#### WHAT YOU HAVE TO DO:
Which lines in the data below contain the word "text"? Pull each of them out.

#### THE DATA:
◇ ◇ ◇

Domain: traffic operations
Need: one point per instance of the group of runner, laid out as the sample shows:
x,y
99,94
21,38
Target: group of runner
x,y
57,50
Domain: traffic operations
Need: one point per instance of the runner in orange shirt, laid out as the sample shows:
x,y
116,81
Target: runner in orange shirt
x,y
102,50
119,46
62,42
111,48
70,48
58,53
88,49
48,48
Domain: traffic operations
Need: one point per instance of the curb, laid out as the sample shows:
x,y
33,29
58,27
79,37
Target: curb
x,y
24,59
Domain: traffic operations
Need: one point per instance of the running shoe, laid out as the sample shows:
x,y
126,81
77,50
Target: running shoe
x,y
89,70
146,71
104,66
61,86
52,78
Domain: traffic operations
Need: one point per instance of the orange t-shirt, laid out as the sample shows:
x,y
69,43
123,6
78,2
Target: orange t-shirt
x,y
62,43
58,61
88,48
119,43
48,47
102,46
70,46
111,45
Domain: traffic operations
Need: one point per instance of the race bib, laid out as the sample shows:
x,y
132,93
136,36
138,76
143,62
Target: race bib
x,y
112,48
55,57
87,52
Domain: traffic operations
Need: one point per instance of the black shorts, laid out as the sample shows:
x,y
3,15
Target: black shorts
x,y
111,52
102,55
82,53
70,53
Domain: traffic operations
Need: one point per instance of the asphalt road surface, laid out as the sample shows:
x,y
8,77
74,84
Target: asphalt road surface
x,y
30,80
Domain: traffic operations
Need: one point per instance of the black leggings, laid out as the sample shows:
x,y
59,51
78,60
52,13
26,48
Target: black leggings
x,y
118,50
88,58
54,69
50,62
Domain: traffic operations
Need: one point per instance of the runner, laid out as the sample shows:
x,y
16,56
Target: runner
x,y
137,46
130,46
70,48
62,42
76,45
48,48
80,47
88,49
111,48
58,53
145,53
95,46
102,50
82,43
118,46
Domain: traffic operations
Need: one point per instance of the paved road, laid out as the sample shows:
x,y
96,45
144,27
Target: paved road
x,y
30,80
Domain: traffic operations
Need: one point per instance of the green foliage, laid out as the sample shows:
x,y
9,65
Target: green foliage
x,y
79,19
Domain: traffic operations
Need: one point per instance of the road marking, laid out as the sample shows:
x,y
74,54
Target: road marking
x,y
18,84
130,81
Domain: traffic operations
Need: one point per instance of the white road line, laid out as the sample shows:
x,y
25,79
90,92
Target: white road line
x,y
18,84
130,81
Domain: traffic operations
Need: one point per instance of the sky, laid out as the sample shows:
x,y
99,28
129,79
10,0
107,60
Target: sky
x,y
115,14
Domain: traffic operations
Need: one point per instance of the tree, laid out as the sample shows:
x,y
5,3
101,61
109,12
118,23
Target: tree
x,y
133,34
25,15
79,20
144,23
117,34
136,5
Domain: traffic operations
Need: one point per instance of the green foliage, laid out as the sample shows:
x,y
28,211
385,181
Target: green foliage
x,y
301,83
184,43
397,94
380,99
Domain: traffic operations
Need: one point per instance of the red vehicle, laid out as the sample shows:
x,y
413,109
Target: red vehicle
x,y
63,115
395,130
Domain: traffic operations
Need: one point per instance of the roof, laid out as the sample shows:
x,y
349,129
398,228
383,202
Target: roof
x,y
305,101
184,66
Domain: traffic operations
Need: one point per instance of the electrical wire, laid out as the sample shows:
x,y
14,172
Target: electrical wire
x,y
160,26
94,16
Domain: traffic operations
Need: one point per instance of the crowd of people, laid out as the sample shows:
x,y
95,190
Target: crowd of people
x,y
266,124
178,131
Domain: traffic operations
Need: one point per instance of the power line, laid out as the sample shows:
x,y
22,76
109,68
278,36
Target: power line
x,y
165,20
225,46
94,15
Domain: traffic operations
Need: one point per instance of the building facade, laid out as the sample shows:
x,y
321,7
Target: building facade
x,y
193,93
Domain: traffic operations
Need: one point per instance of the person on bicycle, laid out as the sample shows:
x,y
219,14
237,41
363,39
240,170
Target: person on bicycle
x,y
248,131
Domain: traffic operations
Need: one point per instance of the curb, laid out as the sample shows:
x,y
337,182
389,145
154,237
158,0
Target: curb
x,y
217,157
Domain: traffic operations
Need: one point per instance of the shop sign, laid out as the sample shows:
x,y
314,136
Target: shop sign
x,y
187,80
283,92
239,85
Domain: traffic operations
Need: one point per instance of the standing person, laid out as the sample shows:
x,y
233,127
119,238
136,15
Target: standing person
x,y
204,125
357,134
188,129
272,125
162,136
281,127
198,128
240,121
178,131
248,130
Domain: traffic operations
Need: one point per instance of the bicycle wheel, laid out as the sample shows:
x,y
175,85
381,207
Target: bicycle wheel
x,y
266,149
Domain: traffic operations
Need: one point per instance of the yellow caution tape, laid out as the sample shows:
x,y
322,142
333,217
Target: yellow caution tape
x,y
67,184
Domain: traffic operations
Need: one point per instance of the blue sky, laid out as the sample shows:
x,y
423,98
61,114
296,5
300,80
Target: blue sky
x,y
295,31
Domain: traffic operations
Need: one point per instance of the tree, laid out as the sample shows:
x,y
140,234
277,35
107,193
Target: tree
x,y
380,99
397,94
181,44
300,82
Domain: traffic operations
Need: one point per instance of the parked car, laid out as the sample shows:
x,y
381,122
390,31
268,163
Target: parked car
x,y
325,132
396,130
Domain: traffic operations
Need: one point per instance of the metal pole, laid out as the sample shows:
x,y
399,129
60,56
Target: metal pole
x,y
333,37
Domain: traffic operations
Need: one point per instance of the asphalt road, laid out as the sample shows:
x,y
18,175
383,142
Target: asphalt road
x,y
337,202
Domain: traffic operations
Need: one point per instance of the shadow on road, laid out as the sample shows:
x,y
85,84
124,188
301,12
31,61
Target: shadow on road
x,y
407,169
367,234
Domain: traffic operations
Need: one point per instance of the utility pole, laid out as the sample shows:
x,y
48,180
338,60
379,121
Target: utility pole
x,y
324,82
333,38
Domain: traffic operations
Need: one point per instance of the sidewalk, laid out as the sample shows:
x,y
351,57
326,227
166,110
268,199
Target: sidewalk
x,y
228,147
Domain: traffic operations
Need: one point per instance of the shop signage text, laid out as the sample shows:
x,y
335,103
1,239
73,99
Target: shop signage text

◇ ◇ ◇

#### RESPONSE FOR THIS EXERCISE:
Need: one point per instance of the shop signage text, laid out as the sample shows:
Target: shop signage text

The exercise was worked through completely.